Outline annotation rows
-.-.-
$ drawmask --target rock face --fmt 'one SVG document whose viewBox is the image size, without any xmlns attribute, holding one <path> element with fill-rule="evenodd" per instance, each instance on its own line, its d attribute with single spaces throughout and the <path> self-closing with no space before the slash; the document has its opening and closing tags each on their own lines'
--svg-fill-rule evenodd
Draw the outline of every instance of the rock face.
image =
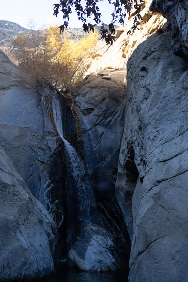
<svg viewBox="0 0 188 282">
<path fill-rule="evenodd" d="M 169 27 L 140 43 L 127 66 L 116 194 L 132 241 L 133 282 L 188 275 L 188 66 L 171 52 Z"/>
<path fill-rule="evenodd" d="M 175 55 L 188 60 L 188 3 L 186 0 L 170 3 L 168 0 L 153 0 L 151 10 L 161 13 L 170 23 L 171 46 Z"/>
<path fill-rule="evenodd" d="M 49 104 L 44 101 L 42 105 L 38 90 L 23 81 L 20 68 L 1 51 L 0 66 L 0 142 L 32 194 L 53 216 L 61 233 L 63 146 L 50 120 Z M 61 100 L 68 120 L 63 127 L 65 136 L 66 132 L 68 135 L 71 131 L 73 139 L 74 124 L 68 117 L 70 113 L 65 101 L 54 92 L 52 95 Z"/>
<path fill-rule="evenodd" d="M 0 146 L 0 281 L 54 271 L 55 225 Z"/>
<path fill-rule="evenodd" d="M 90 223 L 100 225 L 128 244 L 129 236 L 115 196 L 124 123 L 123 71 L 101 70 L 89 76 L 75 100 L 88 185 L 96 203 Z"/>
<path fill-rule="evenodd" d="M 124 248 L 118 237 L 100 226 L 88 224 L 69 252 L 68 264 L 88 271 L 116 270 L 127 265 L 122 256 Z M 127 255 L 126 258 L 127 261 Z"/>
</svg>

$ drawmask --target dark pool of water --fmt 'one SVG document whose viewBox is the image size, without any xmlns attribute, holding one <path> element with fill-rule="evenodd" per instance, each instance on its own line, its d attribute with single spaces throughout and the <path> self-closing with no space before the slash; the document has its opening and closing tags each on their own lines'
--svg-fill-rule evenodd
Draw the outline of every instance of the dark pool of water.
<svg viewBox="0 0 188 282">
<path fill-rule="evenodd" d="M 68 268 L 66 263 L 54 262 L 56 273 L 45 282 L 127 282 L 128 270 L 118 270 L 108 273 L 98 273 L 80 271 Z"/>
</svg>

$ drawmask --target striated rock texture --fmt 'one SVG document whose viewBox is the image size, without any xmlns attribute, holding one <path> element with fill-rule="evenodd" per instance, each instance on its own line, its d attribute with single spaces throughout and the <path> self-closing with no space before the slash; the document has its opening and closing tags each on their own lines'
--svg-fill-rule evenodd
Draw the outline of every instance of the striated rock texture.
<svg viewBox="0 0 188 282">
<path fill-rule="evenodd" d="M 125 72 L 101 70 L 89 76 L 75 100 L 83 140 L 82 156 L 96 206 L 91 222 L 129 241 L 114 189 L 123 133 Z"/>
<path fill-rule="evenodd" d="M 130 282 L 188 275 L 188 66 L 171 44 L 166 24 L 127 63 L 116 195 L 132 241 Z"/>
<path fill-rule="evenodd" d="M 188 61 L 188 3 L 187 0 L 153 0 L 150 9 L 161 13 L 170 23 L 172 53 Z"/>
<path fill-rule="evenodd" d="M 36 86 L 24 80 L 20 68 L 0 50 L 0 144 L 32 194 L 53 215 L 60 234 L 61 254 L 64 248 L 61 238 L 64 228 L 62 184 L 66 172 L 63 145 L 50 118 L 51 95 L 60 100 L 63 118 L 67 119 L 63 125 L 65 136 L 71 132 L 73 139 L 71 110 L 53 91 L 46 93 L 48 99 L 43 99 L 42 105 L 42 96 Z"/>
<path fill-rule="evenodd" d="M 88 271 L 116 270 L 127 266 L 128 257 L 118 237 L 100 226 L 88 224 L 69 251 L 68 265 Z M 123 250 L 127 262 L 122 256 Z"/>
<path fill-rule="evenodd" d="M 51 275 L 55 224 L 0 146 L 0 281 Z"/>
</svg>

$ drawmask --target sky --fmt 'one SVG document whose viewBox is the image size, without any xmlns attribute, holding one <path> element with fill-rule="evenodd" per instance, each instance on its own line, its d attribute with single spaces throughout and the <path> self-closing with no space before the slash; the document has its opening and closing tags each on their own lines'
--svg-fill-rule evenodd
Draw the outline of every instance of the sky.
<svg viewBox="0 0 188 282">
<path fill-rule="evenodd" d="M 83 0 L 83 3 L 84 3 Z M 58 18 L 53 15 L 53 4 L 59 3 L 59 0 L 0 0 L 0 20 L 16 23 L 26 28 L 29 28 L 29 21 L 36 23 L 35 29 L 41 28 L 43 24 L 50 22 L 60 25 L 64 22 L 63 14 L 59 11 Z M 108 0 L 104 0 L 99 4 L 101 19 L 105 24 L 111 22 L 111 14 L 114 6 L 110 5 Z M 92 23 L 95 23 L 93 21 Z M 72 11 L 69 21 L 69 27 L 81 27 L 83 23 L 79 21 L 75 11 Z M 117 25 L 118 24 L 116 24 Z"/>
</svg>

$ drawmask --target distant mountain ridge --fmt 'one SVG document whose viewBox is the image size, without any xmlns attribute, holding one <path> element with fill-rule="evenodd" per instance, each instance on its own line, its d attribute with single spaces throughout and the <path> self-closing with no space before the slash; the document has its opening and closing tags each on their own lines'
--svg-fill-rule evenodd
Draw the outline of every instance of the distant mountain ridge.
<svg viewBox="0 0 188 282">
<path fill-rule="evenodd" d="M 108 25 L 105 24 L 105 27 L 108 28 Z M 115 26 L 115 28 L 118 27 Z M 95 28 L 100 32 L 101 27 L 96 25 Z M 15 36 L 21 31 L 29 30 L 21 26 L 18 24 L 13 23 L 8 21 L 0 20 L 0 46 L 2 45 L 8 46 L 11 45 L 10 39 Z M 64 31 L 65 33 L 71 35 L 73 38 L 79 39 L 83 36 L 85 36 L 88 33 L 84 31 L 82 28 L 79 28 L 68 27 Z"/>
<path fill-rule="evenodd" d="M 0 45 L 6 39 L 12 38 L 21 31 L 28 30 L 16 23 L 0 20 Z"/>
</svg>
-.-.-
### To be done
Output the lines verbatim, beginning at the line containing "drawmask --target striated" and ending after the line containing "130 282 L 188".

### Written answer
$ drawmask --target striated rock texture --fmt 'one SVG document whose viewBox is the image size, without any xmlns attribute, holding one <path> element with fill-rule="evenodd" per instance, each instance on its own line, its d attribute with single spaces throughout and the <path> self-closing with no space before the slash; the document has its opening and closing tags each on their own lines'
--svg-fill-rule evenodd
Draw the outline of every instance of the striated rock texture.
<svg viewBox="0 0 188 282">
<path fill-rule="evenodd" d="M 125 72 L 101 70 L 89 76 L 75 100 L 83 140 L 82 156 L 96 206 L 91 222 L 129 241 L 114 189 L 123 133 Z"/>
<path fill-rule="evenodd" d="M 130 282 L 188 275 L 188 66 L 171 44 L 166 24 L 127 63 L 116 195 L 132 241 Z"/>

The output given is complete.